__Tasks to complete__.
1. According to the book roundup, how many writers contributed to "Four Hundred Souls"?
2. From the book roundup, extract word for word the passage between "Not exactly fresh" and "collectives. (Feb. 2)", inclusive.

__Provided text__.
▼

The great Oak Forest, Illinois storyteller returns with a clever bit of New Year self-betterment — an appreciation of classic Russian short stories, as adapted from his creative writing class at Syracuse University. (Jan. 12)

“Remote Control” by Nnedi Okorafor

Direct from Flossmoor, Illinois. One of the most original, prolific and readable sci-fi/fantasy novelists around returns with this slender, touching African-set story about a young girl who finds herself the adopted daughter of Death himself. (Jan. 19)

“Let Me Tell You What I Mean” by Joan Didion

Not exactly fresh work, but then, so what? Here are 12 previously uncollected essays, many from early in the 86-year-old’s landmark career, when her placid, ennui-filled voice was still being established. Subjects include Martha Stewart, Nancy Reagan, hippies and her own failures as a fledgling writer. (Jan 26)

“Four Hundred Souls: A Community History of African America, 1619-2019” edited by Ibram X. Kendi and Keisha N. Blain

The excellent concept alone is hard to deny: Four hundred years of Black America addressed by 90 writers, each taking on a five-year period of American history. Subjects veer from the famous (Kanye West) to lesser-known activist collectives. (Feb. 2)

“The Kindest Lie” by Nancy Johnson

This debut novel by the former journalist (and current Chicagoan) tells the story of a Black engineer from the South Side who sets out to find the child she gave away. Set after the 2008 presidential election, it digs into the questions of class and race, urban and rural, that consumed the years to follow. (Feb. 2)

“Under a White Sky: The Nature of the Future” by Elizabeth Kolbert

Our finest journalist on climate change (“The Sixth Extinction”) returns with a look at the scientists and engineers trying to innovate our way out of an environmental catastrophe. No surprise, perhaps, it opens with the Great Lakes and a new look at the Chicago River. (Feb. 9)

“A Tip for the Hangman” by Allison Epstein

This Chicago writer’s fizzy debut is a Tudor espionage tale, set among spies close to Mary, Queen of Scots. One of them is Christopher Marlowe, whose spy work bankrolls a rather promising theater career. It’s more of a clever Netflix binge than a Hilary Mantel historical masterpiece — and that’s perfectly fine. (Feb. 9)

“Unrequited Infatuations: Odyssey of a Rock and Roll Consigliere” by Steven Van Zandt; “Vibrate Higher” by Talib Kweli; “Stories to Tell” by Richard Marx

I have a weakness for musician autobiographies. Profound or unreadable, I try to read them all. This year, we get tales of the Jersey Shore from E Street Band cornerstone (and “Sopranos” co-star) Van Zandt (Sept. 28), and the early days of hip hop from Kweli, whose work with Mos Def as the duo Black Star has been a contemporary milestone. (Feb. 16). But the most entertaining music memoir promised to be “Stories to Tell: A Memoir” by Marx. If you follow him online you know — the North Shore balladeer is blunt. (July 6)

▲

__Material provided__.
▼

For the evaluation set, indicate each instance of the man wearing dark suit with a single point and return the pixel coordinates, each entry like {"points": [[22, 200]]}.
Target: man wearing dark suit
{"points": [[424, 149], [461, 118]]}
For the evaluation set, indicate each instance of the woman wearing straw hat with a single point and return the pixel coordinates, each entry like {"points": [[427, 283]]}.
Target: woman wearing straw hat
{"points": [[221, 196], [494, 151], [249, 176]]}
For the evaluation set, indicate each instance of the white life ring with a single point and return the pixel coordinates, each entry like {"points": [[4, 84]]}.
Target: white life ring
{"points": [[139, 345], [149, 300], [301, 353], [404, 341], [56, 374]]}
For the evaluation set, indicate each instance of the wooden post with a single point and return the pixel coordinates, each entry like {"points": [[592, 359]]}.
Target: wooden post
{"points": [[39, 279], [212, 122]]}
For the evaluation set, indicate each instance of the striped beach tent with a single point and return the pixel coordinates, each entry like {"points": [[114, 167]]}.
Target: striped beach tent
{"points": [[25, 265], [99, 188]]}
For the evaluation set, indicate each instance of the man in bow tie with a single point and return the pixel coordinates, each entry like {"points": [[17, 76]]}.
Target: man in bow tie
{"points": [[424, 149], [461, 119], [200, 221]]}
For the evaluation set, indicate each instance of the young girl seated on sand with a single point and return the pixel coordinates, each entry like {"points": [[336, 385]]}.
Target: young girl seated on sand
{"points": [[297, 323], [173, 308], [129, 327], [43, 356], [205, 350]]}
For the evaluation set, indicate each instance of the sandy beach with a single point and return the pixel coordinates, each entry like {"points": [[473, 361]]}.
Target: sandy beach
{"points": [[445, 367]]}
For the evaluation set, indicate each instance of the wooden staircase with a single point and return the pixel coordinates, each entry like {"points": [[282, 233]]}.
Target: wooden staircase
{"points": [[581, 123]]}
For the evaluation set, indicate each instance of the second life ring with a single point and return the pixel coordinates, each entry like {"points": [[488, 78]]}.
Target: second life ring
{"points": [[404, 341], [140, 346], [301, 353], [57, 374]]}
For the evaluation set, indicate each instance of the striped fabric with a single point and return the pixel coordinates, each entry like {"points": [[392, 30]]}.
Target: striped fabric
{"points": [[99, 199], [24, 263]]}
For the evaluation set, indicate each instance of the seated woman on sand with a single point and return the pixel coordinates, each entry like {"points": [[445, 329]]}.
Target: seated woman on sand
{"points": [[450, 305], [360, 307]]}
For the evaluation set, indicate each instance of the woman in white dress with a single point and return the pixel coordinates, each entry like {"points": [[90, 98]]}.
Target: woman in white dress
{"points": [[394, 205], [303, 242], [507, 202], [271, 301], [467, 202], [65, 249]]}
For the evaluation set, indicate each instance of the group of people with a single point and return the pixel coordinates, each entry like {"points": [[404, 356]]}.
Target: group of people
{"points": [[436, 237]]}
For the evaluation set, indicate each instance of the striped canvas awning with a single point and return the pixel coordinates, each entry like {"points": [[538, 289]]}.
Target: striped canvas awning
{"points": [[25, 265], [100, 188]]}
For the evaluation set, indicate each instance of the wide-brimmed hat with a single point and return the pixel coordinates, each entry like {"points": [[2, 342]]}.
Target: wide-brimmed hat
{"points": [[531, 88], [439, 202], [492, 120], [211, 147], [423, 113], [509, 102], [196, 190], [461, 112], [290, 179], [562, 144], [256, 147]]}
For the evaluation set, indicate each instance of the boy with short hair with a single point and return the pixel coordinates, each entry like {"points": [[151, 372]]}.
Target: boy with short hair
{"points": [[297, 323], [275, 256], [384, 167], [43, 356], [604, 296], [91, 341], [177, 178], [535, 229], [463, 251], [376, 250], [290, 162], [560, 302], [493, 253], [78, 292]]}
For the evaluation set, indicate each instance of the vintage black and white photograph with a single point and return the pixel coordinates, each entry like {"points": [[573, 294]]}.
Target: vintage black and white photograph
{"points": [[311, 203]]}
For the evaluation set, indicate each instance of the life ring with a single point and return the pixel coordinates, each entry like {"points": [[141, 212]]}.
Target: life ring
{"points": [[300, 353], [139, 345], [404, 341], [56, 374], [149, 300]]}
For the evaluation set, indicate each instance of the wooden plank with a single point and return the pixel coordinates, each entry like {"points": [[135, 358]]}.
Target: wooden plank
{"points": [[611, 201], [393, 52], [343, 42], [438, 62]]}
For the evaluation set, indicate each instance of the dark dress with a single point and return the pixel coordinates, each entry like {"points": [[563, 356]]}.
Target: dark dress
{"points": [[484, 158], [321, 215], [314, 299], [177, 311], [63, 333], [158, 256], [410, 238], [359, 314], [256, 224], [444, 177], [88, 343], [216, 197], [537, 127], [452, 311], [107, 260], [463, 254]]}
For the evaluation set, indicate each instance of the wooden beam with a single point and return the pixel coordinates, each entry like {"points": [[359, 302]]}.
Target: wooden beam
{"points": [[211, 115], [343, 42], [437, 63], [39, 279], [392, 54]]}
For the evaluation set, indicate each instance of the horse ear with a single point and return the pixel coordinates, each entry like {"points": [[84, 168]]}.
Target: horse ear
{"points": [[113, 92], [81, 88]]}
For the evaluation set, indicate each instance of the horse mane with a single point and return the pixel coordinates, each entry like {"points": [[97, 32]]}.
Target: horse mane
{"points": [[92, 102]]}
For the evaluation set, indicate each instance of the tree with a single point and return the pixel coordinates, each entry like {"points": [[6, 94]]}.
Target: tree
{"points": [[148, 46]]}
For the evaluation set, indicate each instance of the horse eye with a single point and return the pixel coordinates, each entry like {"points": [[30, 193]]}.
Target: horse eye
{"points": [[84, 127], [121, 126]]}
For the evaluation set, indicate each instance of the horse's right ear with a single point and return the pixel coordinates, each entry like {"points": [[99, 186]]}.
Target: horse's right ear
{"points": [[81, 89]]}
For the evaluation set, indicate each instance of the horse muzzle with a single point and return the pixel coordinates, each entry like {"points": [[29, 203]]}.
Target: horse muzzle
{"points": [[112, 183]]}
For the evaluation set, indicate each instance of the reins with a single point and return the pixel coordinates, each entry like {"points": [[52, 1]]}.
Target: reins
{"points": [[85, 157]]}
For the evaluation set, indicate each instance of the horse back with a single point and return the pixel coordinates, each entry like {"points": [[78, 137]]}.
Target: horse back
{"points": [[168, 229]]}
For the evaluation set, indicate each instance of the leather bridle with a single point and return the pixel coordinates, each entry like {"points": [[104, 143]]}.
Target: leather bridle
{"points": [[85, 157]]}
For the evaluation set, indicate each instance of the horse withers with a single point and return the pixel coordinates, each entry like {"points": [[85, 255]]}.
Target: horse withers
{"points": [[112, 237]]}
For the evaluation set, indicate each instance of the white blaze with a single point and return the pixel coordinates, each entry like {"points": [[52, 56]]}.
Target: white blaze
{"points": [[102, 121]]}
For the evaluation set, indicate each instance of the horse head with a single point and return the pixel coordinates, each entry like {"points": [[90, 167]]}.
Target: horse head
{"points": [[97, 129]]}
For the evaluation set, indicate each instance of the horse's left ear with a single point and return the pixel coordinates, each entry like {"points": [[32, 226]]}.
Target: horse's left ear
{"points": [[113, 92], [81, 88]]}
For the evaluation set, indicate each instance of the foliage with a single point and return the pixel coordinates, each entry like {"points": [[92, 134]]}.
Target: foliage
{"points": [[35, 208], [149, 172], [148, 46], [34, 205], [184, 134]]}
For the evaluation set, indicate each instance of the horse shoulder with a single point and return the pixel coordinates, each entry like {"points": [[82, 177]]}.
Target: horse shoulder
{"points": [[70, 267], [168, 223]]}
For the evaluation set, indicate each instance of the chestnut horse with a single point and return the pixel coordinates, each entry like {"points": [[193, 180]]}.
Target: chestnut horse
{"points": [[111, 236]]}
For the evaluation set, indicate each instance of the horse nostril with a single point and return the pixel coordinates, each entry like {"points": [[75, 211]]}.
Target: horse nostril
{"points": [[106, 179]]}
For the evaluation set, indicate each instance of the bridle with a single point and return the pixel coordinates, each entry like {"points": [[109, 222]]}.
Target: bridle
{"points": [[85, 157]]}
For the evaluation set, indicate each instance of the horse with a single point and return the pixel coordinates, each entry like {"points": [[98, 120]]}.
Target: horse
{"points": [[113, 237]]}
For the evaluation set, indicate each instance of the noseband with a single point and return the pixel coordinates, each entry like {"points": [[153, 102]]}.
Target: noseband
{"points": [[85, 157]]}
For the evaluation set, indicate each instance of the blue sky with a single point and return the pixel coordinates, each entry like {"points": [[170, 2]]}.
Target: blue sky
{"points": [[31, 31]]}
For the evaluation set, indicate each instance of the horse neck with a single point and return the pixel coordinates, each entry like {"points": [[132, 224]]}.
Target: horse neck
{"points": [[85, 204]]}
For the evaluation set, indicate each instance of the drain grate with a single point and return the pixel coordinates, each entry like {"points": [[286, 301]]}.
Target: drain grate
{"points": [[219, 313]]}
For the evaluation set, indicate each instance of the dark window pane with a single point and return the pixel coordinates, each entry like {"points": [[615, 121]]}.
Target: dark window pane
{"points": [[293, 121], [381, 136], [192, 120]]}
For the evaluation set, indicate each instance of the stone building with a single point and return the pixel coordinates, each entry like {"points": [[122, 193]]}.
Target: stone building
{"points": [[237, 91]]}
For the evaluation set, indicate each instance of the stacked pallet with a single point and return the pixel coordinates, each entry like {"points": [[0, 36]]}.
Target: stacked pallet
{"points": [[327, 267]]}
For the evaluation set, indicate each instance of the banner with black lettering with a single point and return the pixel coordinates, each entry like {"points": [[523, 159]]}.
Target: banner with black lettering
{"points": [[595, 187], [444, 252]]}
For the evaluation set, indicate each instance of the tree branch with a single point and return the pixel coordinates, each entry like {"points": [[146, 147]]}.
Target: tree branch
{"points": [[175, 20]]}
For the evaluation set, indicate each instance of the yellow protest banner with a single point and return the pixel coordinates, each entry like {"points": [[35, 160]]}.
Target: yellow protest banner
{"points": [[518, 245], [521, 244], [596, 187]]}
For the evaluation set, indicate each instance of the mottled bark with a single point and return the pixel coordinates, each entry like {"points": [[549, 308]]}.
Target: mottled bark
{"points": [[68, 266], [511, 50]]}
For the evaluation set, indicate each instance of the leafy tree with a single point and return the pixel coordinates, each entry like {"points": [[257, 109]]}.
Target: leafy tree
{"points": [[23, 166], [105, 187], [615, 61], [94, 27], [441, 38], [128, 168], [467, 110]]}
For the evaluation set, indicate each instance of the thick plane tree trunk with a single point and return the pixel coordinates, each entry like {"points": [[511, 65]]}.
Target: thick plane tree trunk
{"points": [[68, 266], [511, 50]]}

▲

__Expected outputs__.
1. 90 writers, each covering a five-year period of American history.

2.
Not exactly fresh work, but then, so what? Here are 12 previously uncollected essays, many from early in the 86-year-old’s landmark career, when her placid, ennui-filled voice was still being established. Subjects include Martha Stewart, Nancy Reagan, hippies and her own failures as a fledgling writer. (Jan 26)

“Four Hundred Souls: A Community History of African America, 1619-2019” edited by Ibram X. Kendi and Keisha N. Blain

The excellent concept alone is hard to deny: Four hundred years of Black America addressed by 90 writers, each taking on a five-year period of American history. Subjects veer from the famous (Kanye West) to lesser-known activist collectives. (Feb. 2)